Source document:
****************
# Havasupai aren't allowing rafters to hike up Havasu



## Jensjustduckie (Jun 29, 2007)

It's their land - what little they have left after the white people invaded this land, they can do as they please.

I find your post ironic since white people were originally not welcome but took over the country and are now complaining about not being able to visit the minute area still left to the people who lived here before us for thousands of years.


----------



## RK (Jun 8, 2012)

Jen Jen Jen Jen !!


----------



## restrac2000 (Mar 6, 2008)

How did you come by this information? None of the classic GC boating sources are listing the closure yet. If so....

Can't blame them. When people don't cooperate the next option is compliance. How would you handle it if people were constantly using your property illegally? 

As for the money issue....I doubt they made much money from these river permits. I assume they make a ton more money from top down hikers, helicopter tours, etc.


----------



## mkashzg (Aug 9, 2006)

Hiked up to Beaver Falls in late April and there was someone there charging to hike above. It's their land, they can do what they want!


----------



## restrac2000 (Mar 6, 2008)

No updates on NPS site or official Havasupai website:

Official Website of the Havasupai Tribe


----------



## glcasson21 (Apr 16, 2009)

So from my little experience (one trip) we hiked up to beaver falls...no one was there collecting money or anything and we could have continued. This was early April. We were planning to hike the whole way but decided not to anyways. We tried to contact them about a permit beforehands and weren't able to reach anyone. When I asked the NPS about this, they said that was normal so if we hiked all the way up, just carry the $35 on us and if we bumped into a ranger, just pay them then. If not...


----------



## jcilmi5 (Jun 14, 2009)

Just talked to Havasupai Tourist Office. With the hopes of paying to enter their land while on a raft trip on GC. The women said they are not allowing ANYONE to enter the Havasupai land from the col. river side. I can respect that it IS their land and they CAN do what they want with it. After doing a trip into Havasupai Village from the other end (the rim down). I can tell you they don't have as much respect for the land as you may think. Many of the houses in the village yards are covered with candy wrappers, soda cans, and every type of rubbish imaginable. They are good people no doubt. But it seems unreasonable for them to deny rafters the chance to visit this amazing place. Especially when people are willing to pay the $35 or how ever much it is. It seems like most rafters are only going to hike as far as Beaver falls anyway. Much farther then Beaver falls takes almost an entire day. So if anyone else has been in there recently...can you post your experience as far as being able to access the havasu creek. From the mouth where you tie up rafts on up to as far as you hiked. THX.
****************
Provided records:
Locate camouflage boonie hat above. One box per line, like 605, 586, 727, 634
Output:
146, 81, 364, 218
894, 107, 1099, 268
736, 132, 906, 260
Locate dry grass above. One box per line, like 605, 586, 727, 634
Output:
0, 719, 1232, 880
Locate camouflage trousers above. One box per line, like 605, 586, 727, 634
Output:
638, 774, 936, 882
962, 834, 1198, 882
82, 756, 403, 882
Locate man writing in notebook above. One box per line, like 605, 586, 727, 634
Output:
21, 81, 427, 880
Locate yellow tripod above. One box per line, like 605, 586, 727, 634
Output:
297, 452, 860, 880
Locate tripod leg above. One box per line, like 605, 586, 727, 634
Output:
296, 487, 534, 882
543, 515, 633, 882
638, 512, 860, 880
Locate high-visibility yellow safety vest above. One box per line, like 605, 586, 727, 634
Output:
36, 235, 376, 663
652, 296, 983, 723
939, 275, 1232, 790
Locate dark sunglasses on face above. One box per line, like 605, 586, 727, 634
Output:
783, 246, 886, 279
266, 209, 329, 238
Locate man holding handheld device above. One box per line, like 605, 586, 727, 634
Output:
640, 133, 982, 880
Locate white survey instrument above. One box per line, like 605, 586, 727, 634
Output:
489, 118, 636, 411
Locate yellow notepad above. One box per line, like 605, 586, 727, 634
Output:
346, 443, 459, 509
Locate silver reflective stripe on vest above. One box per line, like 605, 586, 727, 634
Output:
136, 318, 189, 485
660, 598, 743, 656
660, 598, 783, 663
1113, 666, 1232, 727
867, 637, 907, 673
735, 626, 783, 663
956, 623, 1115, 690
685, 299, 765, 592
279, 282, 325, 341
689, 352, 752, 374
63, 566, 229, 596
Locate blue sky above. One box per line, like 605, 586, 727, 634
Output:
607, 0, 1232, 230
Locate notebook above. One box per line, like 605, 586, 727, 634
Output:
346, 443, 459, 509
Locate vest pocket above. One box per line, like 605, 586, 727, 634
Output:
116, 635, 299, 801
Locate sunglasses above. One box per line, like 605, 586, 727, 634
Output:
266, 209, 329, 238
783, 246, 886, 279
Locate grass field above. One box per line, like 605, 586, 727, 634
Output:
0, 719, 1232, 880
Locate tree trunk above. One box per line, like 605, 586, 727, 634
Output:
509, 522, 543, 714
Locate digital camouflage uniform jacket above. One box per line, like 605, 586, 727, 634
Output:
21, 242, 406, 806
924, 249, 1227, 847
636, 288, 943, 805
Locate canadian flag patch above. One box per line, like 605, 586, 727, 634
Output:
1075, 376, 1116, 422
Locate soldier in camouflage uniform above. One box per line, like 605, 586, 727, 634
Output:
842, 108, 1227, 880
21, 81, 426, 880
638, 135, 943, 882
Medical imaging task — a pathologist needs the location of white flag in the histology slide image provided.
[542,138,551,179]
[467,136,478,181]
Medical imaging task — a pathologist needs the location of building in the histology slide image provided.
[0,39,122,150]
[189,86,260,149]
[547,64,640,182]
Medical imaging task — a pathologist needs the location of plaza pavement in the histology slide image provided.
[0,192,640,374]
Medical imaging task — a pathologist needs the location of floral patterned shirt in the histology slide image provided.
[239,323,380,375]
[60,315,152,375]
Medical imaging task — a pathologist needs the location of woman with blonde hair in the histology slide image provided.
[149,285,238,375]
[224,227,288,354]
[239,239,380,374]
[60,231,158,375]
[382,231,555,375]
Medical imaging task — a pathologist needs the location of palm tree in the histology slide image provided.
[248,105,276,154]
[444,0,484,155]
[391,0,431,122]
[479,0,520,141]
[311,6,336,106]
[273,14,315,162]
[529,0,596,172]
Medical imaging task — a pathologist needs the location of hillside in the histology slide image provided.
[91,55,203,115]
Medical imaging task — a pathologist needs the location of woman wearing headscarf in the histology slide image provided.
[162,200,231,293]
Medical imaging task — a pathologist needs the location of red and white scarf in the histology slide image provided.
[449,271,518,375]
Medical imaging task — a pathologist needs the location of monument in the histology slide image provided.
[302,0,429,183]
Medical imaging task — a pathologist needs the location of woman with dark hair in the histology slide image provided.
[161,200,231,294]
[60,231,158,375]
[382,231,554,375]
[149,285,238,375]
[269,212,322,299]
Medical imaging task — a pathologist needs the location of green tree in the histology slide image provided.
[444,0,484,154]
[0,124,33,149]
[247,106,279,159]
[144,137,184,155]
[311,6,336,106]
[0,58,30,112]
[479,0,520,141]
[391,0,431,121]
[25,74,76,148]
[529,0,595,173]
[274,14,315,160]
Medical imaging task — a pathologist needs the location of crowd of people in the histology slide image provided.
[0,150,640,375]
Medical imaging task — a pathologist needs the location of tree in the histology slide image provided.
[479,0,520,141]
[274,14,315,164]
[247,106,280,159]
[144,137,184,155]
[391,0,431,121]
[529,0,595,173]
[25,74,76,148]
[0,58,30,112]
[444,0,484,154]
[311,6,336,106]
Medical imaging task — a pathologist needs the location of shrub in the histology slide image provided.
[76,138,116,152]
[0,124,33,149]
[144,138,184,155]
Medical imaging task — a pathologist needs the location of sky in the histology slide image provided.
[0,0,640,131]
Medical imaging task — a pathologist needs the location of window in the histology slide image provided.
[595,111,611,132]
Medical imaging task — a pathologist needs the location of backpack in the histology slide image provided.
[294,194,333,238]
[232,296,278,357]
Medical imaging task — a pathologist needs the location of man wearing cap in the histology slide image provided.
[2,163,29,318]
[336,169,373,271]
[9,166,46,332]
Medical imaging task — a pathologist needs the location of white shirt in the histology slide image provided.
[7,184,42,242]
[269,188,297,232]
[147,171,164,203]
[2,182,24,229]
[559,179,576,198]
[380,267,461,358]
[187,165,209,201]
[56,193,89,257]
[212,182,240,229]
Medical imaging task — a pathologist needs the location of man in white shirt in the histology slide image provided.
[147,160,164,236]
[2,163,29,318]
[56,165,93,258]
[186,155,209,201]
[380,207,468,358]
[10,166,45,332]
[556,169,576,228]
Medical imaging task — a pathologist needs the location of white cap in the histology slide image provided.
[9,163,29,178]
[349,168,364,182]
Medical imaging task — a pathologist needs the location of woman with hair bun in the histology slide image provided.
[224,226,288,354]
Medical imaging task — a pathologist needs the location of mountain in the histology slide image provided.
****************
Exercise directions: From the forum thread about the Havasupai closure to rafters, copy the passage from "Jen Jen Jen" to "your property illegally?" word for word.

Written response:
Jen Jen Jen Jen !!


----------



## restrac2000 (Mar 6, 2008)

How did you come by this information? None of the classic GC boating sources are listing the closure yet. If so....

Can't blame them. When people don't cooperate the next option is compliance. How would you handle it if people were constantly using your property illegally?